**SOURCE DOCUMENT**
Dorothy Spencer (née Sidney; later Smythe), Countess of Sunderland (5 October 1617 (baptised) – 5 February 1684), was the wife of Henry Spencer, 1st Earl of Sunderland, and the daughter of Robert Sidney, 2nd Earl of Leicester, and Lady Dorothy Percy.

Lady Dorothy Sidney (or Sydney) was celebrated not only for her beauty but for wit, charm and intelligence. In about 1635, she rejected a marriage proposal from the poet Edmund Waller, who addressed verses to her under the nickname "Sacharissa" (which he based on the Latin word sacharum, meaning "sugar").

**WORK TO DO**
[1] Summarize the passage about Dorothy Spencer in two sentences.
[2] Answer these questions using the passage about Dorothy Spencer:
(a) On what date did she die?
(b) Who was her mother?
(c) What Latin word did Edmund Waller base her nickname on, and what does it mean?
Use only the passage about Dorothy Spencer; draw on nothing else.

**RECORDS SUPPLIED**
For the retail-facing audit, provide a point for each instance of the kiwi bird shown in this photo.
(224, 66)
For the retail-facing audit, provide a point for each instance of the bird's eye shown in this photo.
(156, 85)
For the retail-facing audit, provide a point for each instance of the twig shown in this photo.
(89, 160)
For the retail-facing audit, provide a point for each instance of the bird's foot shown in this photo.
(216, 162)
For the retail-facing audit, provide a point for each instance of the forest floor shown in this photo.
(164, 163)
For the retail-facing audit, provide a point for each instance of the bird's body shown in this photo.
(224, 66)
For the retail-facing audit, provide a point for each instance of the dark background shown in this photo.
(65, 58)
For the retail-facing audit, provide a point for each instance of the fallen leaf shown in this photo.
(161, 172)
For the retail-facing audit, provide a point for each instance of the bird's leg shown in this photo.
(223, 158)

**EXPECTED RESULTS**
[1] Dorothy Spencer, Countess of Sunderland, was the daughter of Robert Sidney, 2nd Earl of Leicester, and Lady Dorothy Percy, and the wife of Henry Spencer, 1st Earl of Sunderland. Celebrated for her beauty, wit, charm and intelligence, she rejected a marriage proposal in about 1635 from the poet Edmund Waller, who addressed verses to her under the nickname "Sacharissa."

[2]
(a) 5 February 1684
(b) Lady Dorothy Percy
(c) Sacharum, meaning "sugar"